* _TASK INSTRUCTIONS_:
1. Please turn the paragraph of the travel health note below that begins "So how do you decide" into a bulleted list that keeps its main facts.
2. List each theme that the travel health note below says the questions about shots and precautions bring up.

*** PASSAGE ***

We are getting questions about what shots and precautions for our upcoming India trip, Oct. 25-Nov 4 and for other trips to more exotic places.  These questions bring up several themes:

The obvious one for us as tour operators is we are NOT medical advisers and are not equipped professionally to give out medical advice. We can tell you what one of us does for our personal health, but this is not a guideline for yours.

The second comment is that what you will need depends on what season you are visiting a country. Last year when our group went to Ethiopia, we all took anti-malarial medicine. On arrival we found out that there is no disease during the very dry part of the year. But all the medical journals and doctors had told us to take them??

Thirdly, everyone has their own level of worry. And their own lifestyle. Some will get a tetanus shot annually, just because (like me) they are often cut with kitchen or handyman tools. Others might find that excessively careful. Those women traveling solo might consider taking extra precautions so as not to get sick alone.

So how do you decide the middle ground between getting everything the CDC lists and getting what you reasonably think is necessary? Check weather during your travel season and share that with your doctor. Know the map so you can analyze how far you will be from infected areas.  Find out if you will be near animals (wild or domestic). Take personal precautions against drinking local water even mistakenly in the shower. Know your own resistance to infection and if need be, bring an antibiotic for a fix until you get home.  Realize that in most places we visit there are doctors who have similar medicines to ours and they can be called immediately.  Do not be guided by newspaper headlines rather than medical advice. Final note, take out travel insurance so you can protect against any unexpected medical or related bills.

Whatever you decide, it is always best to get professional advice, make notes and follow them.

*** End of PASSAGE ***
*** ENTRIES PROVIDED ***

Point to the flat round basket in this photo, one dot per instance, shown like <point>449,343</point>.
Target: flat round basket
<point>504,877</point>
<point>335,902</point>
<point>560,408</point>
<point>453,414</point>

*** End of ENTRIES PROVIDED ***

* _SOLUTIONS TO THE TASKS_:
1.
Finding a middle ground between everything the CDC lists and what you reasonably think is necessary:
- Check the weather for your travel season and share it with your doctor.
- Know the map so you can judge how far you will be from infected areas.
- Find out whether you will be near animals, wild or domestic.
- Guard against drinking local water, even by mistake in the shower.
- Know your own resistance to infection. If needed, bring an antibiotic as a fix until you get home.
- Remember that most destinations have doctors with medicines similar to ours who can be called immediately.
- Follow medical advice, not newspaper headlines.
- Take out travel insurance to cover unexpected medical or related bills.

2.
1. The tour operators are not medical advisers and are not professionally equipped to give medical advice. What one of them does for personal health is not a guideline for anyone else.
2. What you need depends on the season in which you visit a country.
3. Everyone has their own level of worry and their own lifestyle.